§ **PROBLEM TO WORK ON**
Collect and copy every line of the records below that contains the word "wristband".
* * * * * * *
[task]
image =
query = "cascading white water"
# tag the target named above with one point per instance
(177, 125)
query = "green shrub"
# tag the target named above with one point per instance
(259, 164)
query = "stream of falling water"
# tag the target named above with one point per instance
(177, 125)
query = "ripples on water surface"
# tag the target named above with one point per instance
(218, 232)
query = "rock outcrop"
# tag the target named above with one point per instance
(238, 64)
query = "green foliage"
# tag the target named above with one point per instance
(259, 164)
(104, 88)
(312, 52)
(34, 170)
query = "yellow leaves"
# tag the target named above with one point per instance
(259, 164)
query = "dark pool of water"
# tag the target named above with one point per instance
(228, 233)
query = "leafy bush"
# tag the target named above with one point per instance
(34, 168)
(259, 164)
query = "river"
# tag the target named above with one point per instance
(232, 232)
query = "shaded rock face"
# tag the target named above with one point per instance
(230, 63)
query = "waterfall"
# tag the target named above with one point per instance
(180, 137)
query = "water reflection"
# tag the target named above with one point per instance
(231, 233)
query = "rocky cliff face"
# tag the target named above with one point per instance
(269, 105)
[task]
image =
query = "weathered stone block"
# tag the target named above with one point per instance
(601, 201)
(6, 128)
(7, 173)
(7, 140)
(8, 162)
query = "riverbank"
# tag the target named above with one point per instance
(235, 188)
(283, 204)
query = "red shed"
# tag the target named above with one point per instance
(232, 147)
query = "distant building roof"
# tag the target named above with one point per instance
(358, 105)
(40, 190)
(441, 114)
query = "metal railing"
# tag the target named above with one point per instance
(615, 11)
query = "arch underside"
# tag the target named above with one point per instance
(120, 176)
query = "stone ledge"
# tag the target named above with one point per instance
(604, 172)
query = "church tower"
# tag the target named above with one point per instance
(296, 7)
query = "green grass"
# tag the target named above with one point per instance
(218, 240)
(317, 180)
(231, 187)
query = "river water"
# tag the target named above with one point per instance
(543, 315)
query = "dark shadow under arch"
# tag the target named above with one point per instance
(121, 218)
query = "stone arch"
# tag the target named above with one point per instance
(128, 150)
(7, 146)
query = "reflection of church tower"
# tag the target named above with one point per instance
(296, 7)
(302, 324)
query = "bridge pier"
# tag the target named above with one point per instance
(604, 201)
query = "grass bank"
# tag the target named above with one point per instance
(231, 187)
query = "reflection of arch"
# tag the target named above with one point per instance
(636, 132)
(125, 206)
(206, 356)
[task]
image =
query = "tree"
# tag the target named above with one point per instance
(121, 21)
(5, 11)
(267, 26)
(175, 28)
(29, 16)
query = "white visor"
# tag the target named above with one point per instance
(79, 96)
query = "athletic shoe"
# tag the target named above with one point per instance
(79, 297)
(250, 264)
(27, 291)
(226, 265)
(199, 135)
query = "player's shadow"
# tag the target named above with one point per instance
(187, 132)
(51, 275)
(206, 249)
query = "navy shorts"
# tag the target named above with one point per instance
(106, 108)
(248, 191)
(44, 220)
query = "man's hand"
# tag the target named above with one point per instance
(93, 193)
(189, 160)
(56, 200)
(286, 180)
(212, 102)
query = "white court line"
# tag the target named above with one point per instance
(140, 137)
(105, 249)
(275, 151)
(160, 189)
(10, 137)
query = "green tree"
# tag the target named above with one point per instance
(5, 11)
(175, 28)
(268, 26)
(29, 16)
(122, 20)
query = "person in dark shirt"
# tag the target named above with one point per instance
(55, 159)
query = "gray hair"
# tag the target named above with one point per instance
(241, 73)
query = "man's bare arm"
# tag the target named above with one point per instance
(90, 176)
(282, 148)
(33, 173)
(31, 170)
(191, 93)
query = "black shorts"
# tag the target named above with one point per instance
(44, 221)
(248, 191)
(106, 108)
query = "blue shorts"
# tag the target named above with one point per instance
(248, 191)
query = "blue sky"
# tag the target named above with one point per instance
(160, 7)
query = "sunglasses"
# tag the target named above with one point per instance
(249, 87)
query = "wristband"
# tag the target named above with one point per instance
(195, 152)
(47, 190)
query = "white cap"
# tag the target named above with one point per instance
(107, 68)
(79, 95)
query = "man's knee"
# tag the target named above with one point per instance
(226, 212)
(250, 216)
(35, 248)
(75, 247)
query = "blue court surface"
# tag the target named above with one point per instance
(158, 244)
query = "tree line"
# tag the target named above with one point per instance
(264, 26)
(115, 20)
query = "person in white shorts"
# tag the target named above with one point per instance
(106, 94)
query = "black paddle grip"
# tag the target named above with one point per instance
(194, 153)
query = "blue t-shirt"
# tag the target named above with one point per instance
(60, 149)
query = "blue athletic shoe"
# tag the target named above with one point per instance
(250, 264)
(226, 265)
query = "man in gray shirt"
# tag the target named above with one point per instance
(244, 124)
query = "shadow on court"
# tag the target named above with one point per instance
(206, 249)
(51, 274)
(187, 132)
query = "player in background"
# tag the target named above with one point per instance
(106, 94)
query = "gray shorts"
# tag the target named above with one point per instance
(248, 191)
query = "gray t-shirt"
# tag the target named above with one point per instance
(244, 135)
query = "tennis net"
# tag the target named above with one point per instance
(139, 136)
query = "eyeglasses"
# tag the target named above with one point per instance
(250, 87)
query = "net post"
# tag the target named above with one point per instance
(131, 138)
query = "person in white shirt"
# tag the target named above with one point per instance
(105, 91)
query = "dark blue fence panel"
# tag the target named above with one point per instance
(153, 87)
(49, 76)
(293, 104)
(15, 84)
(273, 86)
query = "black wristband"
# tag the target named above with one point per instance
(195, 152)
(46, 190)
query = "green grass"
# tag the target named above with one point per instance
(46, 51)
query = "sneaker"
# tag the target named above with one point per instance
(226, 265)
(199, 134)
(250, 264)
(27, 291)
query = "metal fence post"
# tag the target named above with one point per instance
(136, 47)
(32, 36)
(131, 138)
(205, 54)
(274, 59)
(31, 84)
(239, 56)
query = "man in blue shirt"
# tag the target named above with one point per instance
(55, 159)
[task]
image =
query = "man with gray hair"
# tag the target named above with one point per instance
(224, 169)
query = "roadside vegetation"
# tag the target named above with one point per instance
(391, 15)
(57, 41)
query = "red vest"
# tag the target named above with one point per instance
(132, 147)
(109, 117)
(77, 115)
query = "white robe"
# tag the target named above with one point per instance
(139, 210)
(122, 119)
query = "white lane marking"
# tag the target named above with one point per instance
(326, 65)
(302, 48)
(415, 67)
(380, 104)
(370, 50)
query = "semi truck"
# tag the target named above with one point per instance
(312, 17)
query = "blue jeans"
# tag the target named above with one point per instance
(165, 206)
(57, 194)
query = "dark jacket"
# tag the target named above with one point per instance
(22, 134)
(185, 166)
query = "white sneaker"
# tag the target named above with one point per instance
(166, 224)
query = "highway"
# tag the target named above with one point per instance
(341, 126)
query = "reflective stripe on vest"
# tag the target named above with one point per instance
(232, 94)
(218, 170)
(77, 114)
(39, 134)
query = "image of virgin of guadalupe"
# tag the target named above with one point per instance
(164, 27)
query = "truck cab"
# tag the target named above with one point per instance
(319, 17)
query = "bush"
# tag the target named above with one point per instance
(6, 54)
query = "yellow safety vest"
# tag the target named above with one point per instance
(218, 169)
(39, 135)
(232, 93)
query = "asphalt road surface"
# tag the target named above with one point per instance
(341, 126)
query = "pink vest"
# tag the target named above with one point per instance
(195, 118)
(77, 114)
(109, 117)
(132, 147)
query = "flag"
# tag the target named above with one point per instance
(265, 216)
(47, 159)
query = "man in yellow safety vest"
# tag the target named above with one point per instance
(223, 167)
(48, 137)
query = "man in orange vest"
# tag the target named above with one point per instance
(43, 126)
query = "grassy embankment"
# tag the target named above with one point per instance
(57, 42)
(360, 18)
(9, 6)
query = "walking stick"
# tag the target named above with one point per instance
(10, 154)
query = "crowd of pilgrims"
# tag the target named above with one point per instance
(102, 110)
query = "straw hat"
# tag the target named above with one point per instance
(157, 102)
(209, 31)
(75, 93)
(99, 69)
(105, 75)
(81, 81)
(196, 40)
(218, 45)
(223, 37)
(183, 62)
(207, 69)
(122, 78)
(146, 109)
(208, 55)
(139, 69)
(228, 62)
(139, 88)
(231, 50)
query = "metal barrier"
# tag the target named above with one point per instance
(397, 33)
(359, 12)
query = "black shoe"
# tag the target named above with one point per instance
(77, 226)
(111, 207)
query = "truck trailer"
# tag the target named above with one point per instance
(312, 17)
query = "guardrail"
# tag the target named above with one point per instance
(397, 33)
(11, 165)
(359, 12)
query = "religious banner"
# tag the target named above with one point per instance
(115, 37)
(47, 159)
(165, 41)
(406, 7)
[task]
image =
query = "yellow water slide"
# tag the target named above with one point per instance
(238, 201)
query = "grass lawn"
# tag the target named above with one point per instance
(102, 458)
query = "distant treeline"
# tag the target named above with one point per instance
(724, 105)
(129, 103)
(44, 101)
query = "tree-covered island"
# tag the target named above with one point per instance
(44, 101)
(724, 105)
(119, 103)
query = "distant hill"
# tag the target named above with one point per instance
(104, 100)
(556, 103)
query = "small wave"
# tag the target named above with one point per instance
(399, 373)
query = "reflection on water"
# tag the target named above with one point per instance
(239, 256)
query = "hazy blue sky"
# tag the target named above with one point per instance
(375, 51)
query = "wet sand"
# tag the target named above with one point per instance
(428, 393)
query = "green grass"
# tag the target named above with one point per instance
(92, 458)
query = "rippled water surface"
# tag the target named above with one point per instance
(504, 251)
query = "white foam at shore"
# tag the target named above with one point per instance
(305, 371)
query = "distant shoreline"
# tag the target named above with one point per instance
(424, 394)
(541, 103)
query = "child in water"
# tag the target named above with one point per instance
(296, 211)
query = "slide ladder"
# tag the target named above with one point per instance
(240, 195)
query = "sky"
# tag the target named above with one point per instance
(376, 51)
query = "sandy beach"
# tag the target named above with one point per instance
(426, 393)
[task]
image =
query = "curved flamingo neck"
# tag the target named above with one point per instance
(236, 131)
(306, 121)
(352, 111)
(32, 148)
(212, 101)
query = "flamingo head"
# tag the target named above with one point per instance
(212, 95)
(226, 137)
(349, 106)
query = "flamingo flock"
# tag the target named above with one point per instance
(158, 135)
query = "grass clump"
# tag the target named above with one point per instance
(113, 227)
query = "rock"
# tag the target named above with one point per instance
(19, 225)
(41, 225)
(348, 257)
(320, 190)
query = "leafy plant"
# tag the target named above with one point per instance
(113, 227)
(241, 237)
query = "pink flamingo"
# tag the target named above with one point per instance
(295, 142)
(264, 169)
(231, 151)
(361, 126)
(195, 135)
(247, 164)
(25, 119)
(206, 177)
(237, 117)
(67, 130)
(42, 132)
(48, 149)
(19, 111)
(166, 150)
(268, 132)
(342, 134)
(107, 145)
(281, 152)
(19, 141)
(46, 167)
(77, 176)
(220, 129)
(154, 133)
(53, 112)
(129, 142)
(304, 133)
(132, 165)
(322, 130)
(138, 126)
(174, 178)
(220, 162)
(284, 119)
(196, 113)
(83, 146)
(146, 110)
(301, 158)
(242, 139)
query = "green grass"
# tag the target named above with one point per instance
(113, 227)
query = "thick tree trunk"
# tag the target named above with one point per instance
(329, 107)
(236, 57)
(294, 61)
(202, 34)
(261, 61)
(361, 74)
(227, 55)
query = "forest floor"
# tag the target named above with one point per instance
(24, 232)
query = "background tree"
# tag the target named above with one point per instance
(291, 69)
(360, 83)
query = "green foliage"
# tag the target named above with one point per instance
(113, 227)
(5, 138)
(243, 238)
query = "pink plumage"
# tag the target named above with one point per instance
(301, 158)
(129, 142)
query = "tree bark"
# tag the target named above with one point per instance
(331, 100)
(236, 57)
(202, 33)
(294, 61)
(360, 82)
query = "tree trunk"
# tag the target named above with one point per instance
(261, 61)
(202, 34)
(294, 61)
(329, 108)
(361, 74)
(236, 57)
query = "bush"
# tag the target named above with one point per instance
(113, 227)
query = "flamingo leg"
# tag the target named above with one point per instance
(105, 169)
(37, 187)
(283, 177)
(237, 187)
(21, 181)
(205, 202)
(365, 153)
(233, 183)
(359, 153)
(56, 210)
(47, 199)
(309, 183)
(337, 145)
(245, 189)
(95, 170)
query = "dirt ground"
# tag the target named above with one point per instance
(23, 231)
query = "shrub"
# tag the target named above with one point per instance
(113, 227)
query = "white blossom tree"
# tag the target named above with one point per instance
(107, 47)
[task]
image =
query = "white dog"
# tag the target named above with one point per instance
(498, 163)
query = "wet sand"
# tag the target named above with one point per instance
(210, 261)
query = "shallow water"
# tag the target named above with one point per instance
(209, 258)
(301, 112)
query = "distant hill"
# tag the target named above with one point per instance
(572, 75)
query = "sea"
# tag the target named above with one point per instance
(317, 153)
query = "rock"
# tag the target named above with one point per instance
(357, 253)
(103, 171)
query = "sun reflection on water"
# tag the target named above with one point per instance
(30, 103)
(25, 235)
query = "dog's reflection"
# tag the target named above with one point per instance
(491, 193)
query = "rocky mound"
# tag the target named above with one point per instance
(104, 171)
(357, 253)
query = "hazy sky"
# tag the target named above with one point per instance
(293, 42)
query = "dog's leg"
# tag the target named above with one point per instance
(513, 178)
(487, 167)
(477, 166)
* * * * * * *
§ **OUTPUT FOR THIS TASK**
query = "wristband"
query = "black wristband"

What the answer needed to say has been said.